[Start of section]
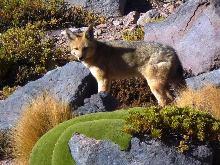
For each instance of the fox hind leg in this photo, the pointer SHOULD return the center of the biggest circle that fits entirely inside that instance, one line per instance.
(103, 85)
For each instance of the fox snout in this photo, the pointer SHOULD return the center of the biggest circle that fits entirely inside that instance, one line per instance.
(78, 55)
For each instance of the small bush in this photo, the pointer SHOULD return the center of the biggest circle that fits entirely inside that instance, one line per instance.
(133, 35)
(206, 99)
(42, 115)
(54, 14)
(7, 91)
(26, 54)
(187, 125)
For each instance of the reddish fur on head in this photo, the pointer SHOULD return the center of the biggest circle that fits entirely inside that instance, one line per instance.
(82, 45)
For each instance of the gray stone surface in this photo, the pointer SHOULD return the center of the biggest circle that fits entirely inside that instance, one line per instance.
(86, 151)
(193, 30)
(148, 16)
(100, 102)
(209, 78)
(71, 83)
(107, 8)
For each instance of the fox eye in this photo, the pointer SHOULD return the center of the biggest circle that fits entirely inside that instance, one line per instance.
(85, 48)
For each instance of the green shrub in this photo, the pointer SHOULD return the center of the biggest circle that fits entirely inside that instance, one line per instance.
(188, 124)
(133, 35)
(53, 14)
(103, 125)
(26, 54)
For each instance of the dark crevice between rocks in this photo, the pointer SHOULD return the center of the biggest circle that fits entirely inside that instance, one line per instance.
(141, 6)
(198, 8)
(88, 87)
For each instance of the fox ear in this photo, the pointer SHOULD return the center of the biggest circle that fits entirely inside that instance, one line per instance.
(70, 35)
(88, 34)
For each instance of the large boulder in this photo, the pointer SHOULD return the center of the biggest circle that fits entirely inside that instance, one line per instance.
(107, 8)
(71, 84)
(86, 151)
(211, 78)
(193, 30)
(100, 102)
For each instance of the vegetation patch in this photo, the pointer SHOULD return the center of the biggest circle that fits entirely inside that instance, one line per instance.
(26, 54)
(187, 125)
(99, 129)
(37, 119)
(43, 155)
(51, 13)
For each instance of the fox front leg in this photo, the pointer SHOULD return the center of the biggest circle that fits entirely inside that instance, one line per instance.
(103, 85)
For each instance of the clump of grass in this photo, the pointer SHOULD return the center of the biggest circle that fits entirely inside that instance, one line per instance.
(206, 99)
(42, 115)
(133, 35)
(186, 125)
(5, 145)
(26, 54)
(54, 14)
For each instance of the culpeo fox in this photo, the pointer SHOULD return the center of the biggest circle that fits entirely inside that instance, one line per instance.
(157, 63)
[End of section]
TASK OBJECTIVE:
Print every line above exactly. Leave the pictures out.

WRITTEN ANSWER:
For each instance of the fox hind leg in this photo, the pointer SHOULD return the center of the biggest circle that fits entirely inside that instance, one line per instance.
(103, 85)
For each instance of the fox snout in this photo, the pointer SHOULD return the center of the biggest circle that fits entirely inside that instance, one line per instance.
(78, 55)
For each instance of the small bush in this photo, the pointer SHOULD return the center of the biggest circle that fits entirely inside that instance, one line per instance.
(133, 35)
(206, 99)
(42, 115)
(54, 14)
(7, 91)
(26, 54)
(187, 125)
For each instance of the reddish fur on head in this photo, the pointer SHOULD return the center of the biggest circle that fits entirely inside that instance, one line per instance.
(82, 45)
For each instance of the gray stone surface in this photo, the pointer SHOULD return the center of the biggest circle that fits entirely inside that instance, one line per instance.
(86, 151)
(193, 30)
(148, 16)
(100, 102)
(209, 78)
(71, 83)
(107, 8)
For each instance of the fox eye in this photo, the pointer SHOULD return the center of the biggest circle that fits entirely inside that instance, one line per instance.
(85, 48)
For each instance of the green shrub in this photo, the pointer SHOULD return the center of the biggest circle that fits entirely inside that instance, one line per instance.
(188, 124)
(133, 35)
(53, 14)
(103, 125)
(26, 54)
For each instance of the dark crevice between rocks in this photo, the pointer SHOULD return the center of the biggest circle that fits entirely inside that instance, one line per instance.
(141, 6)
(198, 8)
(88, 87)
For each instance of the fox ear in this photo, the pointer SHOULD return the center of the biggest circle that fits entirely inside that instance, one line per instance.
(70, 35)
(88, 34)
For each instance of the large boulder in this photo, the pointer SHOULD return the center of the biggest circle that fits entirely inside that instance, one line per instance.
(107, 8)
(71, 84)
(86, 151)
(211, 78)
(193, 30)
(100, 102)
For each instance of the vegetation patch in this photo, the pointer SHOULD return the center of the biggest circle that fits entirely inside that instance, one line per instance.
(26, 54)
(187, 125)
(99, 129)
(37, 119)
(43, 155)
(51, 13)
For each instance of the fox front leg in this photo, the pointer SHOULD return the center of the biggest circle that fits entirely inside that instance, one line per instance.
(103, 85)
For each instance of the clump of grass in this photo, the pointer SHOULD return the center of the biggest circle that fits entirely inside that instance, one line per instance.
(206, 99)
(42, 115)
(133, 35)
(186, 125)
(5, 145)
(26, 54)
(54, 14)
For each instance of the culpeo fox in this photo, the pointer SHOULD return the center of the biggest circle that fits entirely inside that instance, one line per instance.
(157, 63)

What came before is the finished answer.